Exercise instructions = Rewrite everything from the start of the records down to the line containing "top-left (0, 1), bottom-right (800, 533)", both ends included, with the requests kept as they are. Multiply every coordinate in the answers by 0.8 and round to whole numbers, rounding halves up, and leave the pictures out of your answer.

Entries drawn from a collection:
******************************
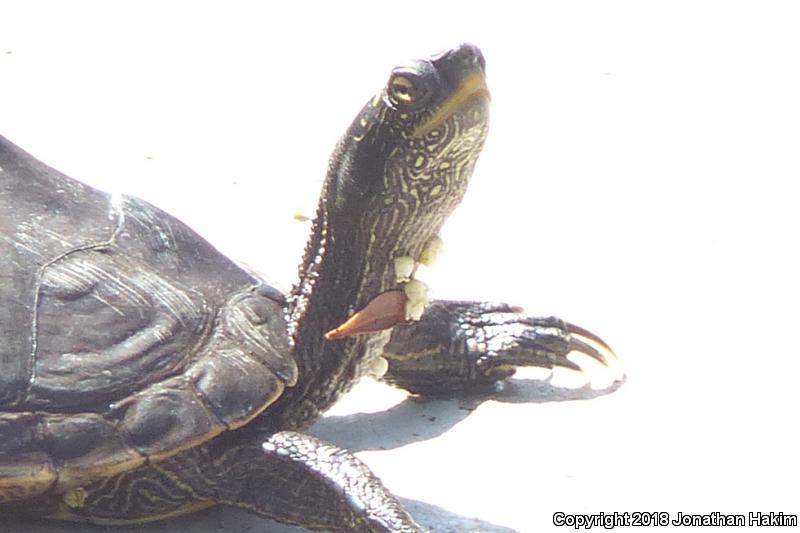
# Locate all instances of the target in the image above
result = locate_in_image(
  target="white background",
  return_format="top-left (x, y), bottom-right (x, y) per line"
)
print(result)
top-left (0, 1), bottom-right (800, 533)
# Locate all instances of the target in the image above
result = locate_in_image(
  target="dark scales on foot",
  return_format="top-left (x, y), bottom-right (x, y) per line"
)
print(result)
top-left (0, 45), bottom-right (614, 532)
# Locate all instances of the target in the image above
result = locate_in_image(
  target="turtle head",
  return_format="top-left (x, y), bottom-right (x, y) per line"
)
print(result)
top-left (327, 44), bottom-right (490, 289)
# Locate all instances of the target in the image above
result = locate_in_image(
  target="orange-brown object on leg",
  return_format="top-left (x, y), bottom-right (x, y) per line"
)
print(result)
top-left (325, 290), bottom-right (408, 340)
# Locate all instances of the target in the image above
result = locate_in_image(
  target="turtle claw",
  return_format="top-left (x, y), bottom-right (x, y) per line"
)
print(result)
top-left (384, 300), bottom-right (622, 394)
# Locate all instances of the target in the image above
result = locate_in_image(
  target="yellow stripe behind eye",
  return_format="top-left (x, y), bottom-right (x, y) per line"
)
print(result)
top-left (413, 72), bottom-right (490, 137)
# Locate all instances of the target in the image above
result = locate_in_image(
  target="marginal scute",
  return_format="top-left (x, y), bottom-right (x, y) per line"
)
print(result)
top-left (189, 350), bottom-right (284, 428)
top-left (114, 379), bottom-right (225, 460)
top-left (0, 413), bottom-right (57, 503)
top-left (42, 413), bottom-right (145, 489)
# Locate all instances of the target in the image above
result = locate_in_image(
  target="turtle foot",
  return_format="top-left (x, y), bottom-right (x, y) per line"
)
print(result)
top-left (384, 301), bottom-right (623, 394)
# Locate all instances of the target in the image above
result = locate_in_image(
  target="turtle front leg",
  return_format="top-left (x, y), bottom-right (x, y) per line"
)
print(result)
top-left (383, 300), bottom-right (621, 394)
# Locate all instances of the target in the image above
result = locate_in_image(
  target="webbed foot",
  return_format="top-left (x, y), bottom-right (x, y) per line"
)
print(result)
top-left (383, 300), bottom-right (622, 394)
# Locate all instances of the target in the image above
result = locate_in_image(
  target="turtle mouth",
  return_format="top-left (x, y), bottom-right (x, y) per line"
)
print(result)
top-left (412, 70), bottom-right (491, 137)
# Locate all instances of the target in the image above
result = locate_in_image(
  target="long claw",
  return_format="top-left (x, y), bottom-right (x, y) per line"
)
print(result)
top-left (564, 322), bottom-right (617, 357)
top-left (569, 337), bottom-right (616, 366)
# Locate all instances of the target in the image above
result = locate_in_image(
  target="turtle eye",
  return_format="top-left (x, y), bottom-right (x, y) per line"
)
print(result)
top-left (388, 74), bottom-right (428, 106)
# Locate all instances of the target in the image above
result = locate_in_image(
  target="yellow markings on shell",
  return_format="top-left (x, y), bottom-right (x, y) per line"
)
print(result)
top-left (394, 255), bottom-right (417, 283)
top-left (403, 279), bottom-right (428, 321)
top-left (61, 487), bottom-right (86, 509)
top-left (419, 235), bottom-right (444, 266)
top-left (413, 71), bottom-right (489, 137)
top-left (367, 355), bottom-right (389, 379)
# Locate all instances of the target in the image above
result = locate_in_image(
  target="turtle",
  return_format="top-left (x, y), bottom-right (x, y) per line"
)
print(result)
top-left (0, 44), bottom-right (616, 532)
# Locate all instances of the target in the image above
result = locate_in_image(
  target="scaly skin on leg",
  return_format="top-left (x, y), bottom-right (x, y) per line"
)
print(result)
top-left (383, 300), bottom-right (617, 394)
top-left (46, 430), bottom-right (424, 533)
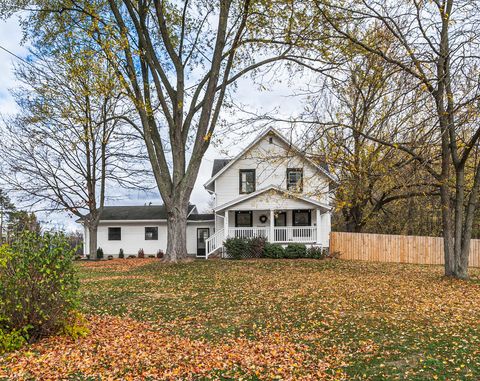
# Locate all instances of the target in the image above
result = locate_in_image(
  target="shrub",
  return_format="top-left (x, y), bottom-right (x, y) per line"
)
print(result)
top-left (224, 238), bottom-right (250, 259)
top-left (307, 246), bottom-right (327, 259)
top-left (263, 242), bottom-right (285, 258)
top-left (248, 237), bottom-right (267, 258)
top-left (0, 326), bottom-right (29, 355)
top-left (285, 243), bottom-right (307, 258)
top-left (0, 232), bottom-right (79, 346)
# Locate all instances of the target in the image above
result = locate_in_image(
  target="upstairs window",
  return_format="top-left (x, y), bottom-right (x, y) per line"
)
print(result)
top-left (239, 169), bottom-right (255, 194)
top-left (287, 168), bottom-right (303, 192)
top-left (145, 226), bottom-right (158, 241)
top-left (108, 228), bottom-right (122, 241)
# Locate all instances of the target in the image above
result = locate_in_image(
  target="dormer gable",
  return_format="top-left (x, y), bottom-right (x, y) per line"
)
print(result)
top-left (204, 127), bottom-right (335, 193)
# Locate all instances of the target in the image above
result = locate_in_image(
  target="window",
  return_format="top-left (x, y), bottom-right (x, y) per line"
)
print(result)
top-left (235, 212), bottom-right (252, 228)
top-left (108, 228), bottom-right (122, 241)
top-left (293, 210), bottom-right (311, 226)
top-left (239, 169), bottom-right (255, 193)
top-left (287, 168), bottom-right (303, 192)
top-left (275, 212), bottom-right (287, 226)
top-left (145, 227), bottom-right (158, 241)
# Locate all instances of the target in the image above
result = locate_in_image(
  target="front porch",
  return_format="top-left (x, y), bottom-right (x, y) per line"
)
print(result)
top-left (206, 207), bottom-right (330, 258)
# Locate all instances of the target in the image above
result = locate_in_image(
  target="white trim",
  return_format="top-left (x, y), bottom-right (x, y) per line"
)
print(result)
top-left (215, 185), bottom-right (332, 213)
top-left (203, 127), bottom-right (337, 188)
top-left (98, 219), bottom-right (215, 225)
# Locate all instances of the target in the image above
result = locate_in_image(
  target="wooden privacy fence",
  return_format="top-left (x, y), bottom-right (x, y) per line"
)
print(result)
top-left (330, 232), bottom-right (480, 267)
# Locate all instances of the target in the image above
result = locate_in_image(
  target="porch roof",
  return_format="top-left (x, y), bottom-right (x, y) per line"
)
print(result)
top-left (214, 185), bottom-right (332, 212)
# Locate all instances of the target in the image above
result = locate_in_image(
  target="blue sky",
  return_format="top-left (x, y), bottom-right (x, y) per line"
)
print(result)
top-left (0, 18), bottom-right (301, 230)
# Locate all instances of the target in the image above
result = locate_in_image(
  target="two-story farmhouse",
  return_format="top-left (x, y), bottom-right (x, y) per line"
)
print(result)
top-left (80, 128), bottom-right (335, 258)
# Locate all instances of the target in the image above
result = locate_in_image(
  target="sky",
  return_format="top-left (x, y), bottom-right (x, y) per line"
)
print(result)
top-left (0, 18), bottom-right (308, 231)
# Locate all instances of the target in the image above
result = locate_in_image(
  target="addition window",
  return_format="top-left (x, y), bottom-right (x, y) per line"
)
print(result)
top-left (108, 228), bottom-right (122, 241)
top-left (145, 226), bottom-right (158, 241)
top-left (239, 169), bottom-right (255, 193)
top-left (235, 211), bottom-right (253, 228)
top-left (287, 168), bottom-right (303, 192)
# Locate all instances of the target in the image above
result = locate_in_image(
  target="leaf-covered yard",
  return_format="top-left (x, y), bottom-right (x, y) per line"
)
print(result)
top-left (0, 260), bottom-right (480, 380)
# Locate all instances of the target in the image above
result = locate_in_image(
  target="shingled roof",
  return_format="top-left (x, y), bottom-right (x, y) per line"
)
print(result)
top-left (212, 159), bottom-right (232, 177)
top-left (81, 205), bottom-right (214, 221)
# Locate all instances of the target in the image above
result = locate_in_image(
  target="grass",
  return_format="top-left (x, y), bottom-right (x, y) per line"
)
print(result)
top-left (0, 260), bottom-right (480, 380)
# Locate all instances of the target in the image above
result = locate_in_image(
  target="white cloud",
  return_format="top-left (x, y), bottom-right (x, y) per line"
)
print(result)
top-left (0, 18), bottom-right (308, 230)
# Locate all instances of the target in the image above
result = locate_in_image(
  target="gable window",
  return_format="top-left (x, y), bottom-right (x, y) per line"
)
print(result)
top-left (235, 211), bottom-right (253, 228)
top-left (239, 169), bottom-right (255, 194)
top-left (145, 226), bottom-right (158, 241)
top-left (287, 168), bottom-right (303, 192)
top-left (108, 228), bottom-right (122, 241)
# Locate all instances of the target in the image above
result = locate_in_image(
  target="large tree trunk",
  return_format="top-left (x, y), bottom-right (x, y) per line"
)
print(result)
top-left (165, 201), bottom-right (188, 262)
top-left (88, 223), bottom-right (98, 259)
top-left (344, 205), bottom-right (363, 233)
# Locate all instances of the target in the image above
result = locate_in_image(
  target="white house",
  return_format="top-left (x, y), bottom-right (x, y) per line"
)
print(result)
top-left (79, 128), bottom-right (335, 258)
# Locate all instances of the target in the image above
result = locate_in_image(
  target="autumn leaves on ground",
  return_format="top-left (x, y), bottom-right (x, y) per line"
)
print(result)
top-left (0, 260), bottom-right (480, 380)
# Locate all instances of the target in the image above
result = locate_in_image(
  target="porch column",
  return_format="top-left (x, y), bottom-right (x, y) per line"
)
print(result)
top-left (223, 209), bottom-right (230, 238)
top-left (268, 209), bottom-right (275, 242)
top-left (315, 208), bottom-right (322, 244)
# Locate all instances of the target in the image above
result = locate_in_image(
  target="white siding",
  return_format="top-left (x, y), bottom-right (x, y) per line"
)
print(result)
top-left (187, 221), bottom-right (215, 255)
top-left (227, 190), bottom-right (320, 210)
top-left (228, 205), bottom-right (317, 228)
top-left (215, 136), bottom-right (328, 206)
top-left (94, 221), bottom-right (214, 257)
top-left (97, 221), bottom-right (167, 257)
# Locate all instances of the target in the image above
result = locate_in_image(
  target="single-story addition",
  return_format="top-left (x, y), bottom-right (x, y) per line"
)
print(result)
top-left (79, 128), bottom-right (336, 258)
top-left (83, 205), bottom-right (214, 258)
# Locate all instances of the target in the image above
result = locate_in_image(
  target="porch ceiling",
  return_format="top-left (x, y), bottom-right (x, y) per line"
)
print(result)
******************************
Exercise solution =
# Locate all instances of the target in the image above
result = locate_in_image(
  target="white background",
  return_format="top-left (x, y), bottom-right (x, y) per line"
)
print(result)
top-left (0, 1), bottom-right (640, 426)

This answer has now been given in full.